PROVIDED INFORMATION: Begin

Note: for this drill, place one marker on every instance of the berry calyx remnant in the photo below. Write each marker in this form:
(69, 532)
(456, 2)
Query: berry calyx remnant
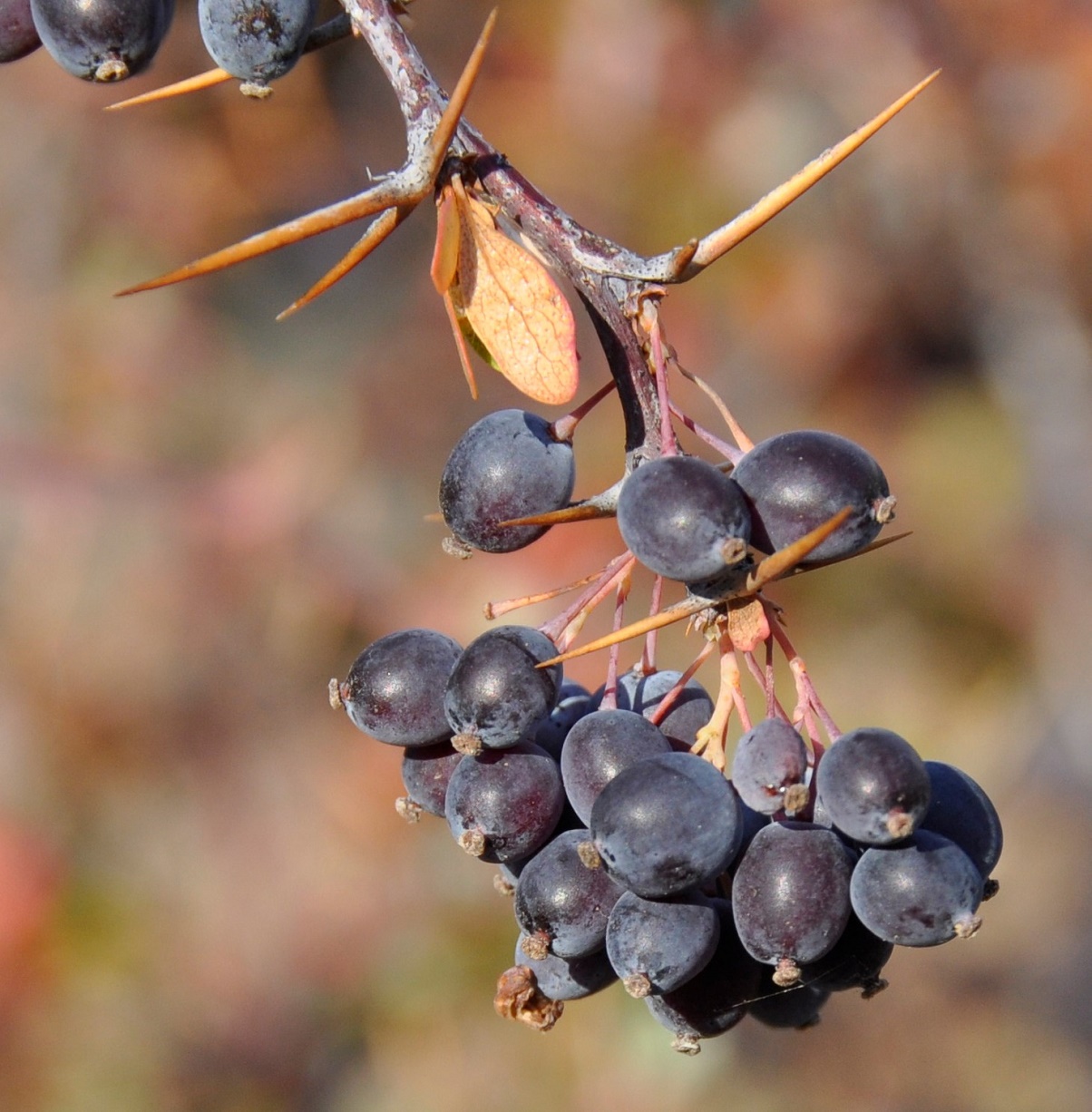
(668, 830)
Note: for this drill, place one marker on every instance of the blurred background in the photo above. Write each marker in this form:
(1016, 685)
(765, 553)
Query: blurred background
(207, 900)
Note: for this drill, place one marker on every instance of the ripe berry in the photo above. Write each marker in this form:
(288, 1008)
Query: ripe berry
(18, 35)
(667, 824)
(504, 805)
(919, 893)
(507, 465)
(102, 40)
(496, 692)
(395, 688)
(795, 482)
(256, 40)
(873, 786)
(684, 518)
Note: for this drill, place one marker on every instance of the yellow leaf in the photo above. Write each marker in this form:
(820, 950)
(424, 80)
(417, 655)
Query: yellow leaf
(512, 305)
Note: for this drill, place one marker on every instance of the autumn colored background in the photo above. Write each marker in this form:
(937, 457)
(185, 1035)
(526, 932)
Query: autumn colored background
(207, 901)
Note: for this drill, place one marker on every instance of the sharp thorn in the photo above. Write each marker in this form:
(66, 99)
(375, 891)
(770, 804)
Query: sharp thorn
(722, 240)
(684, 610)
(785, 560)
(333, 30)
(376, 234)
(313, 224)
(205, 80)
(445, 131)
(581, 512)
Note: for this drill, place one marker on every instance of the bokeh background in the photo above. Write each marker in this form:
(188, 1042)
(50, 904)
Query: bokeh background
(207, 901)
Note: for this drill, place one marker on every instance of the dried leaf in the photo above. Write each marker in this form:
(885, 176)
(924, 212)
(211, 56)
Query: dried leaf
(512, 305)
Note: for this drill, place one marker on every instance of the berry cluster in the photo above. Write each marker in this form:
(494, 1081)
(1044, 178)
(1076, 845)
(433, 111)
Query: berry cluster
(256, 41)
(629, 851)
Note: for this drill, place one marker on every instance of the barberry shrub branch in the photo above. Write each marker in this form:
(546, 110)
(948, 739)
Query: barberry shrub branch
(619, 821)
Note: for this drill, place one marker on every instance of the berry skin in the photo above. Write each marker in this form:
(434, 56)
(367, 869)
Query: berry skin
(426, 771)
(18, 35)
(395, 688)
(919, 893)
(684, 518)
(256, 40)
(507, 465)
(791, 895)
(768, 767)
(658, 945)
(563, 904)
(599, 747)
(667, 824)
(504, 805)
(715, 999)
(963, 813)
(559, 979)
(496, 692)
(102, 40)
(795, 482)
(873, 786)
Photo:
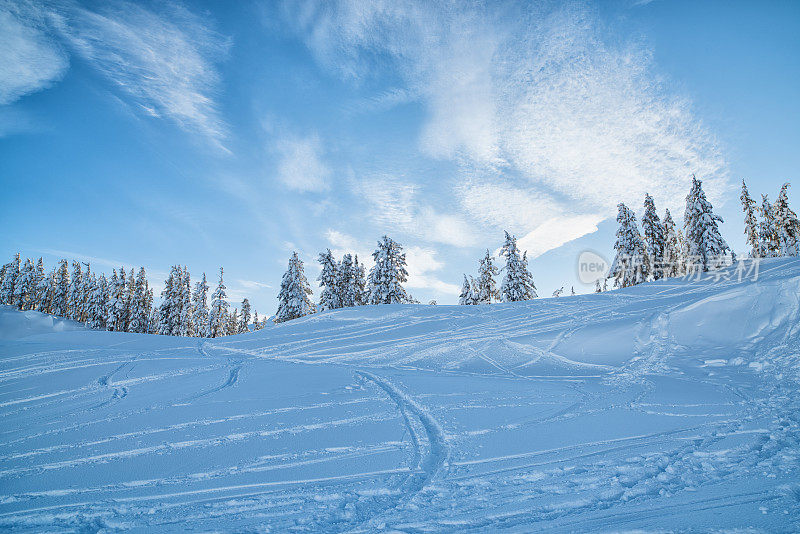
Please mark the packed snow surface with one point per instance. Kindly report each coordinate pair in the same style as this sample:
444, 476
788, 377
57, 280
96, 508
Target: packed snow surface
672, 405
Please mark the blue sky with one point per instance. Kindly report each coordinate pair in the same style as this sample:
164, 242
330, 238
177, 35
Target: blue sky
231, 133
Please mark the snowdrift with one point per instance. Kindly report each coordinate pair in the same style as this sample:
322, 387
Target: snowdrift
669, 406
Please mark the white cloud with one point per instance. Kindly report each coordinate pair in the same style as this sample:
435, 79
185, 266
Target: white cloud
301, 166
30, 60
540, 104
164, 61
395, 204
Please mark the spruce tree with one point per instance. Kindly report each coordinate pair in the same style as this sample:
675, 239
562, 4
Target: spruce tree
76, 293
61, 295
387, 276
294, 297
218, 317
244, 320
329, 281
25, 287
630, 263
750, 221
517, 282
200, 305
672, 260
10, 275
701, 229
787, 225
769, 244
486, 285
654, 238
467, 297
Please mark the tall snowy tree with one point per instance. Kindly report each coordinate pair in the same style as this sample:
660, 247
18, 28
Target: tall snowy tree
218, 317
517, 282
61, 294
98, 304
10, 274
244, 319
654, 238
200, 305
467, 296
787, 225
701, 229
387, 276
294, 297
329, 282
186, 321
76, 304
672, 261
486, 286
750, 221
630, 266
769, 243
25, 288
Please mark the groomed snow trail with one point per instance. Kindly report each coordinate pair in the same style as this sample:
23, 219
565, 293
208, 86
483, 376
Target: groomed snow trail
672, 406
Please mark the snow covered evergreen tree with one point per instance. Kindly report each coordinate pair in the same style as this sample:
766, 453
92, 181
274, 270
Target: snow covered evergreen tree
769, 244
654, 238
76, 293
186, 321
630, 263
200, 305
218, 317
467, 296
244, 319
10, 275
294, 297
99, 304
787, 225
329, 281
25, 287
701, 230
672, 260
387, 276
517, 282
750, 221
486, 286
61, 296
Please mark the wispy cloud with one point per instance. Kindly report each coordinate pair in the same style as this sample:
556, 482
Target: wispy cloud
395, 203
551, 117
301, 164
30, 60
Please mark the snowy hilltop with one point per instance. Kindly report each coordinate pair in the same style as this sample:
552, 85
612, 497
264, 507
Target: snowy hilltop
669, 405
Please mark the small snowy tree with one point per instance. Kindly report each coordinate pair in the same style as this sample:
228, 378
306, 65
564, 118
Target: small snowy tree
244, 319
701, 229
786, 225
750, 221
630, 263
294, 297
486, 285
387, 276
218, 317
330, 282
769, 244
467, 296
654, 238
517, 282
200, 305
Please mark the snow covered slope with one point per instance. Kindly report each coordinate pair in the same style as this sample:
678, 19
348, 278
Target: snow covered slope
670, 406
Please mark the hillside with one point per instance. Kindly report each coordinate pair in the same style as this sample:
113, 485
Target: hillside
671, 405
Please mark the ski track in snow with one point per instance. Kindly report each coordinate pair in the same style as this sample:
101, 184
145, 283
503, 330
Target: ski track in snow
669, 406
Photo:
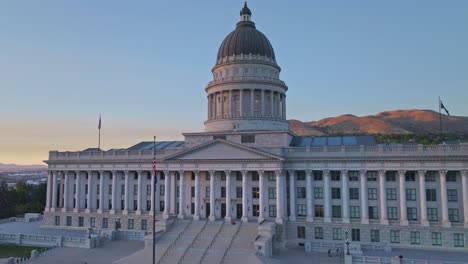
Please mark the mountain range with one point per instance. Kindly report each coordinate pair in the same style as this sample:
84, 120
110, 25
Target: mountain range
397, 122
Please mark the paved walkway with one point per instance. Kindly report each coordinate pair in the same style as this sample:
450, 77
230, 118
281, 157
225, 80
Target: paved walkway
111, 252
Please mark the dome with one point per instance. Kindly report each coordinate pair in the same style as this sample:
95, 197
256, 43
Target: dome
246, 39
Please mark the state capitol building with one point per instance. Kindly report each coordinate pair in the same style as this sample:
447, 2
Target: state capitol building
247, 166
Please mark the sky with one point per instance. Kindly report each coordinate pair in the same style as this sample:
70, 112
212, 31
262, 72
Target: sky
143, 65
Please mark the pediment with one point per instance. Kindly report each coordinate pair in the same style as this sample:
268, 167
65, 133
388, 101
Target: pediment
222, 150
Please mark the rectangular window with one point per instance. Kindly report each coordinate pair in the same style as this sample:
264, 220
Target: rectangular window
394, 236
436, 238
301, 232
410, 194
391, 194
372, 193
318, 232
337, 234
415, 237
375, 235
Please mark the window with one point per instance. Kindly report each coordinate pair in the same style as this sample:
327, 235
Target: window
371, 176
318, 232
272, 210
355, 234
432, 214
415, 237
336, 193
392, 213
318, 192
336, 211
353, 175
337, 233
375, 235
391, 194
453, 215
458, 240
410, 176
319, 210
373, 212
354, 212
335, 175
452, 195
436, 238
412, 213
372, 193
131, 224
301, 210
394, 236
354, 193
301, 232
410, 194
390, 176
301, 192
271, 193
431, 195
248, 138
318, 175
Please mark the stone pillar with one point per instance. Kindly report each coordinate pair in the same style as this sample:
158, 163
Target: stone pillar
127, 192
422, 197
279, 196
228, 195
182, 195
443, 199
212, 216
382, 198
197, 196
345, 196
292, 195
309, 196
167, 194
403, 215
101, 191
364, 201
326, 196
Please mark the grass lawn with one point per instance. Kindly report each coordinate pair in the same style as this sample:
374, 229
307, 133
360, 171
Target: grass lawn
8, 250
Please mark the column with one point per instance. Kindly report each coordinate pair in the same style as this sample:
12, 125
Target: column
382, 198
309, 196
127, 192
77, 192
101, 191
114, 192
167, 194
54, 190
292, 196
422, 197
228, 195
443, 198
245, 216
279, 196
139, 194
197, 196
465, 196
212, 216
403, 215
345, 196
182, 195
364, 202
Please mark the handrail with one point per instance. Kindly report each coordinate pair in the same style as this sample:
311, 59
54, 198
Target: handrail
211, 242
182, 259
230, 243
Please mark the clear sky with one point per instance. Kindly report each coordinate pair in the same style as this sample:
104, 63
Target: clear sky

PROVIDED INFORMATION: End

§ **EXERCISE INSTRUCTIONS**:
Count lines, not occurrences. State how many lines of the entries contain the word "above", and add nothing.

§ **YOUR SOLUTION**:
10